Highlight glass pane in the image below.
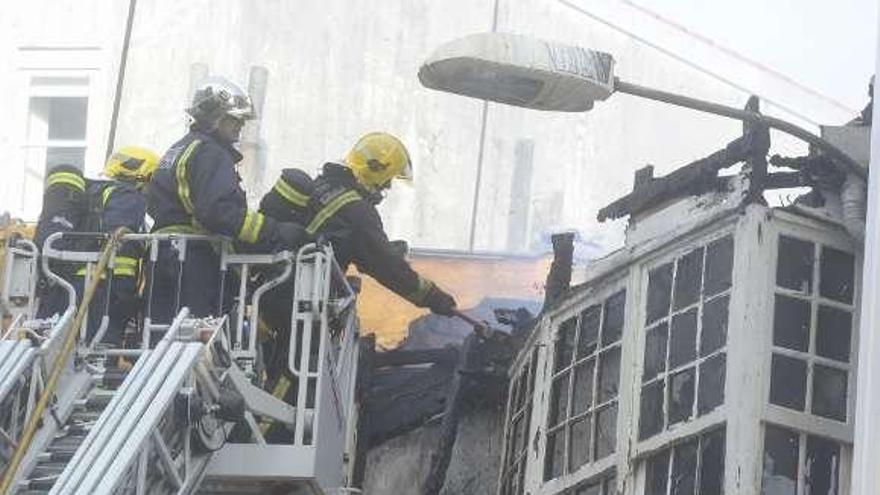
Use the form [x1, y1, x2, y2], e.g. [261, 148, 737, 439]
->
[549, 374, 570, 427]
[647, 450, 671, 495]
[672, 439, 698, 495]
[806, 436, 840, 495]
[644, 322, 668, 382]
[544, 429, 565, 481]
[669, 367, 696, 426]
[640, 380, 665, 440]
[647, 263, 674, 324]
[773, 295, 811, 352]
[704, 235, 734, 297]
[579, 305, 601, 357]
[594, 404, 617, 460]
[776, 236, 814, 294]
[571, 359, 595, 416]
[598, 347, 621, 403]
[812, 365, 848, 421]
[820, 247, 855, 304]
[555, 317, 577, 372]
[700, 295, 729, 356]
[602, 290, 626, 345]
[699, 428, 726, 495]
[576, 480, 602, 495]
[28, 96, 88, 141]
[569, 415, 591, 471]
[670, 309, 698, 369]
[45, 147, 85, 171]
[762, 425, 799, 495]
[674, 247, 704, 310]
[770, 354, 807, 411]
[816, 305, 852, 362]
[698, 354, 726, 416]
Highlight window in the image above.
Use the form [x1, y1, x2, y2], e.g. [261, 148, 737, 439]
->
[500, 347, 539, 495]
[645, 427, 725, 495]
[639, 236, 733, 440]
[23, 75, 90, 173]
[564, 471, 616, 495]
[545, 290, 625, 481]
[761, 424, 842, 495]
[769, 236, 855, 422]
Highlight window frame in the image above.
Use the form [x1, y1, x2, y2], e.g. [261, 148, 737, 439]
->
[762, 218, 860, 445]
[634, 231, 735, 454]
[499, 346, 541, 495]
[759, 421, 852, 495]
[537, 279, 629, 494]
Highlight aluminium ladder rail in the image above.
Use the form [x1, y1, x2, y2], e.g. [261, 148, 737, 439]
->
[50, 309, 225, 495]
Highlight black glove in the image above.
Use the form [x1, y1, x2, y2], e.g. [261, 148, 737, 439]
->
[276, 222, 310, 251]
[424, 285, 457, 316]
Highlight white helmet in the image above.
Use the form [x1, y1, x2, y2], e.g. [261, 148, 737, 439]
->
[186, 77, 255, 129]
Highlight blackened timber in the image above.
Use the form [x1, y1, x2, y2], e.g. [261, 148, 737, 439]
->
[597, 134, 750, 221]
[543, 232, 575, 309]
[352, 335, 376, 489]
[373, 347, 460, 368]
[423, 334, 482, 495]
[742, 96, 771, 203]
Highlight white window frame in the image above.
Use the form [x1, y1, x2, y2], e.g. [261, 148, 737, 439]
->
[8, 47, 107, 220]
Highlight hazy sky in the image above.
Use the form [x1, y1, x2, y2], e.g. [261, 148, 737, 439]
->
[630, 0, 878, 109]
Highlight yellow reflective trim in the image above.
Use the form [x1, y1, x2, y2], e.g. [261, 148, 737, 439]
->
[47, 172, 85, 191]
[175, 139, 201, 215]
[306, 190, 360, 235]
[272, 179, 309, 207]
[272, 376, 291, 400]
[112, 267, 137, 277]
[237, 210, 264, 244]
[405, 276, 434, 305]
[101, 185, 116, 206]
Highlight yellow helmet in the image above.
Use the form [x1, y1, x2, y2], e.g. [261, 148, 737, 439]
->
[103, 145, 160, 181]
[344, 132, 413, 193]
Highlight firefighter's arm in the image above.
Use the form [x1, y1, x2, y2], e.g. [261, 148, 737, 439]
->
[102, 185, 146, 277]
[352, 204, 457, 315]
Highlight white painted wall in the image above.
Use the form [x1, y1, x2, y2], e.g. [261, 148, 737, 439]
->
[0, 0, 860, 257]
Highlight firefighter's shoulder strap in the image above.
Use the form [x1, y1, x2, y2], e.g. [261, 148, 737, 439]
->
[305, 186, 361, 236]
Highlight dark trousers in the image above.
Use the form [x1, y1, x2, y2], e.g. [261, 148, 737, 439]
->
[79, 276, 139, 346]
[148, 243, 233, 325]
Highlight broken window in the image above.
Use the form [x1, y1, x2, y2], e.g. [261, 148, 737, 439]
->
[771, 236, 855, 422]
[762, 425, 842, 495]
[571, 471, 616, 495]
[545, 289, 625, 481]
[812, 364, 847, 421]
[673, 247, 704, 310]
[770, 354, 807, 411]
[704, 236, 734, 297]
[773, 295, 810, 352]
[647, 263, 674, 324]
[819, 246, 855, 304]
[640, 236, 732, 440]
[816, 305, 852, 363]
[645, 427, 726, 495]
[776, 236, 814, 294]
[500, 348, 538, 495]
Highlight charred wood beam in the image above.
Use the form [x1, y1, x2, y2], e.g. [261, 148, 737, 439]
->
[765, 172, 811, 189]
[543, 232, 575, 309]
[373, 347, 460, 368]
[423, 334, 482, 495]
[597, 134, 750, 221]
[742, 96, 771, 203]
[351, 334, 376, 489]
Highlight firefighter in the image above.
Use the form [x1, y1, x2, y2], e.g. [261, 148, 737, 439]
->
[77, 146, 159, 347]
[34, 164, 88, 319]
[147, 76, 307, 323]
[257, 133, 457, 440]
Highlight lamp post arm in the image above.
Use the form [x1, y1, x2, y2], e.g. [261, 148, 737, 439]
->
[614, 78, 867, 180]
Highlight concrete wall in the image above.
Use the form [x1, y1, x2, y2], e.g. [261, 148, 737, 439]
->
[362, 404, 505, 494]
[1, 0, 850, 256]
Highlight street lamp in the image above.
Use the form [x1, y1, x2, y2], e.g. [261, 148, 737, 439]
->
[418, 32, 865, 180]
[420, 31, 878, 492]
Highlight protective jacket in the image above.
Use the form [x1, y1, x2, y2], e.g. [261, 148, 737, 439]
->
[147, 129, 285, 249]
[34, 165, 88, 253]
[260, 162, 437, 307]
[81, 180, 146, 277]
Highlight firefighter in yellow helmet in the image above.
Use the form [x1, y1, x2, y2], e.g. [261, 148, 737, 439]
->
[78, 146, 159, 346]
[260, 132, 457, 319]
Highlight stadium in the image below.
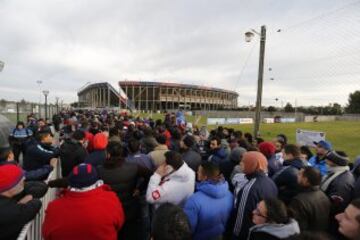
════
▸ About this exercise: Lines from the one that holds "Highlight firefighter in yellow" through the final line of the material are to be duplicated exactly; no pictures belong in the copy.

▸ Answer to the exercise:
Highlight firefighter in yellow helmet in the image above.
Use the form [x1, y1, x2, y2], e.g. [261, 148, 737, 439]
->
[78, 146, 159, 346]
[260, 132, 457, 319]
Highlight stadium in the image below.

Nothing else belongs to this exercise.